■ Extracted text
We’re gonna take a look at permutations and combinations. We’ll explain what they mean, and we’ll look at how we come up with the formulae, and we’ll also see how to use them. There are several different notations in common use around the world. I’m gonna use these ones here, but obviously you may have to use another format depending on where you live.
Right! Here’s a question. How many ways are there of arranging the letters 𝐴 and 𝐵? Well let’s think about this as we got two boxes to fill. The first, we pick a letter; the second, we pick a letter. Well there are obviously two choices for that first box. We could either pick an 𝐴 or we could pick a 𝐵, which just leaves us with one choice, the remaining letter, for the other box. So we had two choices for this one and one choice for this one, and each of those two could be combined with that one so basically we’re gonna multiply those two together. So two times one is a total of two different combinations. and obviously we could’ve had 𝐴 then 𝐵 or we could have 𝐵 then 𝐴. Okay that’s the trivial case. Let’s move on to a slightly more complicated case.
Okay it’s not much more complicated. How many ways are there of arranging the letters 𝐴, 𝐵, and 𝐶? So now we’ve got three boxes, and we’ve got three choices of letter for the first box: 𝐴 or 𝐵 or 𝐶. Now whatever letter we pick first, that leaves us with two choices for a second box. If we picked 𝐴, we can choose from 𝐵 and 𝐶. If we picked 𝐵 we can choose from 𝐴 and 𝐶. And if we picked 𝐶 first time round, we’ve then got 𝐴 and 𝐵 to choose from. So we’ve got one choice for the last box, and each of the three choices from the first box can be mixed with any of the two from the second, and they can be mixed with that last one as well which is a bit weird because there’s only one there. But what we can do is multiply those all together: three times two times one giving us a total of six combinations. So if we picked 𝐴 first, we can either have 𝐵 then 𝐶 or we could have 𝐶 then 𝐵. If we picked 𝐵 first, we could then have 𝐴 then 𝐶 or we could have 𝐶 then 𝐴. And if we pick 𝐶 first, the other two boxes contained-could contain 𝐴 then 𝐵 or 𝐵 then 𝐴. So there we have it, our six different permutations of arranging the letters 𝐴, 𝐵, and 𝐶 into three adjacent boxes.
Okay, just one more of these then. How many ways are there of arranging the four letters 𝐴, 𝐵, 𝐶, and 𝐷? So we’ve got four boxes now. So when we look at the first box, we’ve got four options to choose from: 𝐴, 𝐵, 𝐶, or 𝐷. And we pick one of those, and that only leaves us with three letters to choose from for the second box. We pick one of those; that leaves us with two for the third box which— It’s not really a choice but that only leaves one letter that we can put in the last box. So any of the first four choices can be combined with any of the three second choices which can be combined with any of the two sec- third choices which can be combined with the last choice as well. So basically four times three times two times one, twenty-four different permutations for those letters 𝐴, 𝐵, 𝐶, and 𝐷. So if I choose 𝐴 for my first box, I’ve then got 𝐵, 𝐶, and 𝐷 which I can organise for the other three boxes. Well we just looked at the three box problem, so there are six ways of organising those three letters. And if I chose 𝐵 as my first letter, that would leave me with 𝐴, 𝐶, and 𝐷 which again I’ve got six ways of distributing those across the other three boxes. And, again, another six each if I begin with a 𝐶 or a 𝐷.

■ Entries for labeling object positions
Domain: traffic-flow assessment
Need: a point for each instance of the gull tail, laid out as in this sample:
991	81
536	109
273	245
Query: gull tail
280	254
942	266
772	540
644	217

■ Exercise requirements
1. Using the permutations lesson, decide whether each statement agrees with it. Give yes or no for each, with the deciding words from the lesson quoted exactly.
(a) Arranging the letters A and B gives two different results.
(b) Only one notation for these ideas is in common use around the world.
(c) The four letters A, B, C, and D can be arranged in twelve ways.
2. Answer these questions from the permutations lesson.
(a) When arranging A, B, and C, how many choices of letter are there for the first box?
(b) If A goes in the first of four boxes, which letters are left for the other three?
(c) What does the speaker call the case of arranging only A and B?
3. Duplicate everything in the permutations lesson from "We’re gonna take" down to "where you live.".

■ Task results
1.
(a) Yes: "So two times one is a total of two different combinations."
(b) No: "There are several different notations in common use around the world."
(c) No: "four times three times two times one, twenty-four different permutations"

2.
(a) Three: A, B, or C.
(b) B, C, and D.
(c) The trivial case.

3.
We’re gonna take a look at permutations and combinations. We’ll explain what they mean, and we’ll look at how we come up with the formulae, and we’ll also see how to use them. There are several different notations in common use around the world. I’m gonna use these ones here, but obviously you may have to use another format depending on where you live.